##### Supplied information #####

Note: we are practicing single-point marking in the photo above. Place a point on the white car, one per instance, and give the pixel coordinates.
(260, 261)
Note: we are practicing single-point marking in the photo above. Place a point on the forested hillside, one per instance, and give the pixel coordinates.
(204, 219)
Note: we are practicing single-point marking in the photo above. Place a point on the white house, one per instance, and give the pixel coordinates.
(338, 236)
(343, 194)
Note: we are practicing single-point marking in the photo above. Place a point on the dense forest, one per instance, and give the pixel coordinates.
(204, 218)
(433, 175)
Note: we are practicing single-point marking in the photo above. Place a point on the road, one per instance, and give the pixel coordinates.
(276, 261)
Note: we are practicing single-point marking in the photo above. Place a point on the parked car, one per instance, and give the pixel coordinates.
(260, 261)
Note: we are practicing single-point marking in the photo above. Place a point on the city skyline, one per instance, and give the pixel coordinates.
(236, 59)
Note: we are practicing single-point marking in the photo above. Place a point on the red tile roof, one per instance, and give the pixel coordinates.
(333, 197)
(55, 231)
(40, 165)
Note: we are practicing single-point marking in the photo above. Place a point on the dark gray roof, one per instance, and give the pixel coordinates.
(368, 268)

#####

▸ **Requirement**
Copy all of the material above word for word.

▸ **Final result**
Note: we are practicing single-point marking in the photo above. Place a point on the white car, one per instance, and give the pixel coordinates.
(260, 261)
Note: we are practicing single-point marking in the photo above. Place a point on the forested hillside, one per instance, and give the pixel coordinates.
(204, 219)
Note: we are practicing single-point marking in the photo above. Place a point on the white house, one per instance, and give the pixel coordinates.
(338, 236)
(343, 194)
Note: we are practicing single-point marking in the photo above. Place a point on the dense forest, one per instance, and give the pixel coordinates.
(204, 218)
(433, 175)
Note: we are practicing single-point marking in the photo above. Place a point on the road, one per instance, and give the pixel coordinates.
(276, 261)
Note: we are practicing single-point marking in the photo above. Place a point on the parked car, one per instance, and give the pixel coordinates.
(260, 261)
Note: we are practicing single-point marking in the photo above. Place a point on the city skyline, one per instance, and give the pixel coordinates.
(236, 59)
Note: we are practicing single-point marking in the photo above. Place a point on the red tile roof, one per instance, and give the pixel coordinates.
(333, 197)
(55, 231)
(40, 165)
Note: we are practicing single-point marking in the photo above. Place a point on the dark gray roof, one per instance, and give the pixel coordinates.
(368, 268)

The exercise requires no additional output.